• _Set of tasks_:
- A) How many children diagnosed with ADHD went on the walks in the study described in the article on nature and ADHD?
- B) Please write the next part of the article on nature and ADHD, following on from its final sentence.

The Landscape and Human Health Lab (LHHL) is a multidisciplinary research laboratory at the University of Illinois, Urbana-Champaign, that is dedicated to studying the connection between greenery and human health. Researchers at the LHHL have conducted studies on children with ADHD in recent years, with results suggesting that nature has a calming, restorative effect on children and adolescents with ADHD, reducing their symptoms and even having a positive effect in cases where other treatments offer only limited relief.

LHHL member Dr Andrea Faber Taylor is a child environment and behavior researcher. She says lab researchers have used a variety of methods to measure the benefits of time in nature, including standardised psychology measures of attention and parent ratings of symptom severity. The tests, while small, have uniformly shown that time spent in green settings improves the attention and impulse control of children and adolescents with ADHD symptoms.

In a recent study conducted by Dr Faber Taylor and her colleague, LHHL founder Dr Frances Kuo, 17 children diagnosed with ADHD were taken on walks in three different environments over the space of three weeks. After each walk, concentration was measured using the Digit Scan Backwards test. Results showed that children with ADHD concentrated substantially better (‘shockingly better’, according to Dr Kuo) after a walk in the park than after walks in the city or a suburban environment. This finding led the researchers to conclude that ‘doses of nature’ might serve as a safe, inexpensive, widely accessible new tool in the tool kit for managing ADHD symptoms.

Dr Taylor Faber says so far the lab’s research has only focused on measuring attention deficits because theory suggests that nature fosters restoration from attentional fatigue, which is likely to be contributing to or exacerbating attention deficit symptoms. ‘However, our research with children in the general population suggests that impulsivity is also reduced by contact with green spaces, and thus we’d like to measure the benefits of contact with nature on impulsivity in children with ADHD,’ she says. ‘It is likely that impulsivity also improves with nature exposure.’

Dr Faber Taylor says while more research is needed to measure how long the benefits of nature exposure last, ‘one thing we do know is that the effects last long enough for parents to notice them and be able to report them on surveys’.

• _Record excerpts_:

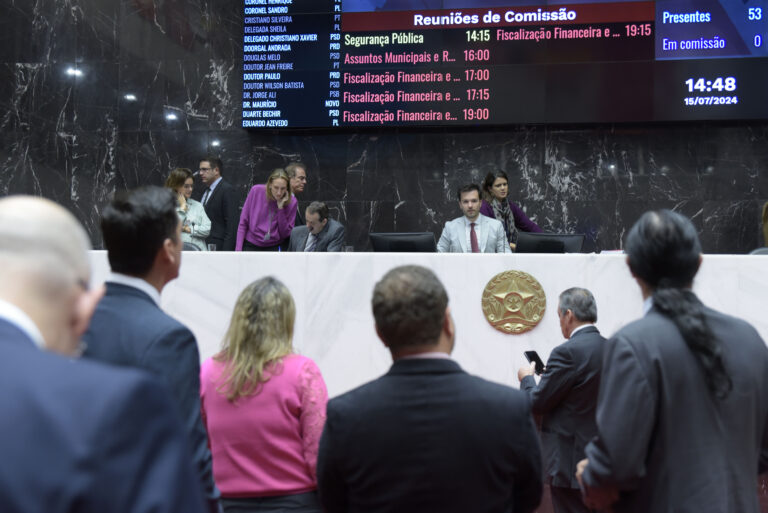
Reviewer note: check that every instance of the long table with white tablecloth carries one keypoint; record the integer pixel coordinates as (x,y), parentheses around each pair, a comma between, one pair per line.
(335,327)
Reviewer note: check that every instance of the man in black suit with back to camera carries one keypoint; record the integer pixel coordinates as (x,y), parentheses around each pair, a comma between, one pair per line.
(219,199)
(77,436)
(682,416)
(566,396)
(426,437)
(321,233)
(142,234)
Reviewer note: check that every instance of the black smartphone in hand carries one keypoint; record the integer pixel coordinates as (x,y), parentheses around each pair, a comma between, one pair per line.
(533,356)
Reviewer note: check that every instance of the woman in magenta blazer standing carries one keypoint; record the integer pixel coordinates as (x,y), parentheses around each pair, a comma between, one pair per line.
(268,215)
(498,206)
(264,408)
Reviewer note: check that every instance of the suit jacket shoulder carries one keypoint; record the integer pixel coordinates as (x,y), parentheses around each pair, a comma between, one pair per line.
(87,437)
(298,238)
(429,434)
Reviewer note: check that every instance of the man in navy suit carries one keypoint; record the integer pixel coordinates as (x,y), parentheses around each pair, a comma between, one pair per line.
(142,234)
(320,234)
(682,414)
(77,436)
(219,198)
(566,396)
(426,437)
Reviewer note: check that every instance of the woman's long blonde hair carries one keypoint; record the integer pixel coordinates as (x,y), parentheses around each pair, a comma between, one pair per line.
(260,333)
(276,174)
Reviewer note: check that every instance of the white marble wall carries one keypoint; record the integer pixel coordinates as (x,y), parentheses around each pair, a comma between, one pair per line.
(334,324)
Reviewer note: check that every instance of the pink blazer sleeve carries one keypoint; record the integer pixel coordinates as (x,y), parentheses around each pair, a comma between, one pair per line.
(314,397)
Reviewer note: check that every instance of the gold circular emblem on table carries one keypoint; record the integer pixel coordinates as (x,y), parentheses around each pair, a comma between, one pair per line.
(514,302)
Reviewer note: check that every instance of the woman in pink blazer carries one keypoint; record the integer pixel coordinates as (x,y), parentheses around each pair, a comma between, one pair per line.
(264,408)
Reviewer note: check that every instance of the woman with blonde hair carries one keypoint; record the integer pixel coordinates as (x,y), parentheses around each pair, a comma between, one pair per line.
(264,408)
(268,215)
(195,223)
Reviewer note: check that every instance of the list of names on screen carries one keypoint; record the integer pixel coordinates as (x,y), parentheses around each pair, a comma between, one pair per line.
(368,63)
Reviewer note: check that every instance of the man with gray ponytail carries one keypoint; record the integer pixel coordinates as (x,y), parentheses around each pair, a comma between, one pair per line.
(683,409)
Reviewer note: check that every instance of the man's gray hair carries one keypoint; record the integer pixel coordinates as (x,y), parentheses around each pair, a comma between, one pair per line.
(409,307)
(579,301)
(319,208)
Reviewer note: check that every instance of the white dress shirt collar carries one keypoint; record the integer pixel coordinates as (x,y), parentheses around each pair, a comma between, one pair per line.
(137,283)
(16,316)
(213,186)
(427,355)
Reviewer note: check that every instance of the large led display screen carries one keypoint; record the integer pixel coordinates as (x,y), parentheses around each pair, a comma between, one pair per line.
(364,63)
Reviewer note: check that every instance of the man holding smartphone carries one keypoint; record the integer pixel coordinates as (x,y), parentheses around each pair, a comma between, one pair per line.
(566,396)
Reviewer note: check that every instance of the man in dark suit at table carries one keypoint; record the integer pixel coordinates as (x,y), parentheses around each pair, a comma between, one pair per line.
(219,198)
(682,415)
(76,435)
(320,233)
(142,234)
(566,396)
(426,436)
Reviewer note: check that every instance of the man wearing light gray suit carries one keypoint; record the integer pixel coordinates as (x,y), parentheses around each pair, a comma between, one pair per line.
(473,232)
(319,234)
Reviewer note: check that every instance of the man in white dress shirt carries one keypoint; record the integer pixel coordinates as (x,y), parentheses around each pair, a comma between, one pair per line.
(473,232)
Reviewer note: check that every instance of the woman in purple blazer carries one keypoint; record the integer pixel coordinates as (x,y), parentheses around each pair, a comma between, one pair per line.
(498,206)
(268,215)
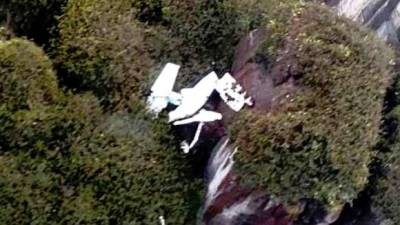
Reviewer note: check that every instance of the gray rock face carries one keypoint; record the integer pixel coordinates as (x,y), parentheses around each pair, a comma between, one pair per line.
(380,15)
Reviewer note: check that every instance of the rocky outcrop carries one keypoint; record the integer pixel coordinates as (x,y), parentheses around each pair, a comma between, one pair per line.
(380,15)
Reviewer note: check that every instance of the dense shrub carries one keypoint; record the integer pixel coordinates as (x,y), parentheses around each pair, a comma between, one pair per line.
(101,49)
(27,78)
(386,200)
(63,161)
(35,19)
(318,142)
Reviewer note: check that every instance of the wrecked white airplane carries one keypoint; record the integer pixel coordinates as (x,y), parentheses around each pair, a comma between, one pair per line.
(190,101)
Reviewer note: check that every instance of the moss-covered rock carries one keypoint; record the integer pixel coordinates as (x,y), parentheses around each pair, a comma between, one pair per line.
(101,49)
(64,161)
(318,143)
(385,197)
(201,35)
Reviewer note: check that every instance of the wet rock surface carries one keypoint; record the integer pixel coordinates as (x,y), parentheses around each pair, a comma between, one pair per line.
(380,15)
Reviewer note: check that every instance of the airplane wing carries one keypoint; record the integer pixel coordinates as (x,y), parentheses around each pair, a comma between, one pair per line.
(194,98)
(165,82)
(162,89)
(202,116)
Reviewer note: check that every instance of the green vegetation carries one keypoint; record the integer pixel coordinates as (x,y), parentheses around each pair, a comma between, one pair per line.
(386,200)
(77,147)
(63,161)
(34,19)
(101,49)
(318,143)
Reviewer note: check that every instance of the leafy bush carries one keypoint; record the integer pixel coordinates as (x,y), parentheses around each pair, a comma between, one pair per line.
(63,161)
(386,200)
(32,18)
(101,49)
(27,76)
(318,142)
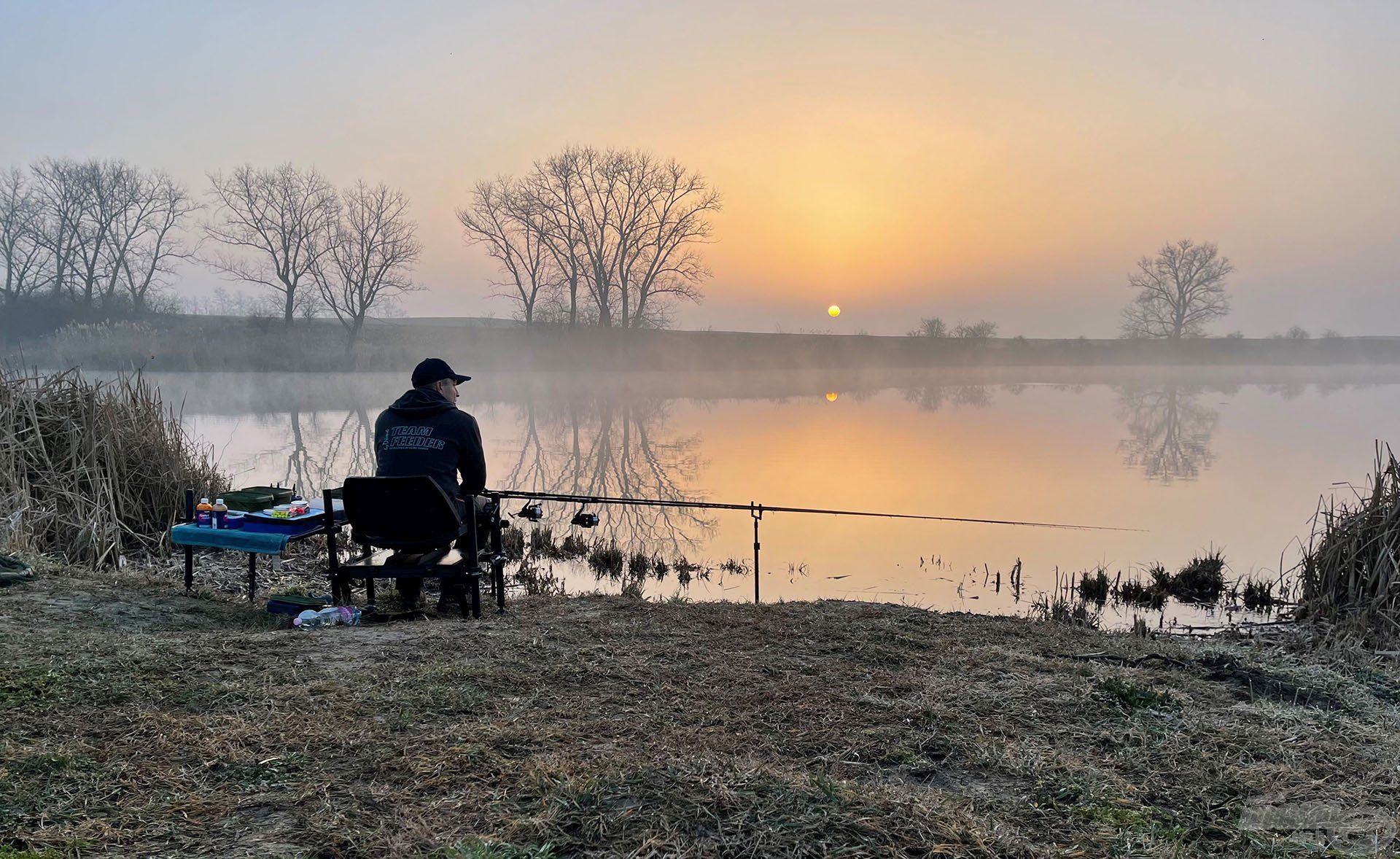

• _Answers for the exercise_:
- A) 17 children.

- B)
She says it’s also too early to tell if contact with nature could serve as a stand-alone treatment, but ‘it does seem plausible that for children with very mild symptoms, daily doses of nature to support their attentional functioning might be enough for them to cope with their ADHD symptoms’. Dr Faber Taylor says the evidence thus far suggests that frequent doses of nature are worth trying as a supplement to traditional treatments for ADHD symptoms. ‘Parents and children could add some time in nature to their daily routines and see if the child experiences any improvements in their symptoms. At the very least they are likely to enjoy the time together and may receive other benefits such as a little exercise, attention restoration, and stress reduction.’

So could we see a time in the future when doctors treating children for ADHD symptoms prescribe a dose a nature as part of a treatment plan? Dr Faber Taylor says the health sector has been open to hearing about the LHHL’s research findings, ‘but understandably they are not rushing to promote it yet. We really need to run randomised clinical trials to test it further as a treatment. But our work thus far looks promising.’

In the meantime, she is heartened by the increasing awareness in the US about the health benefits of contact with nature, particularly the benefits for children.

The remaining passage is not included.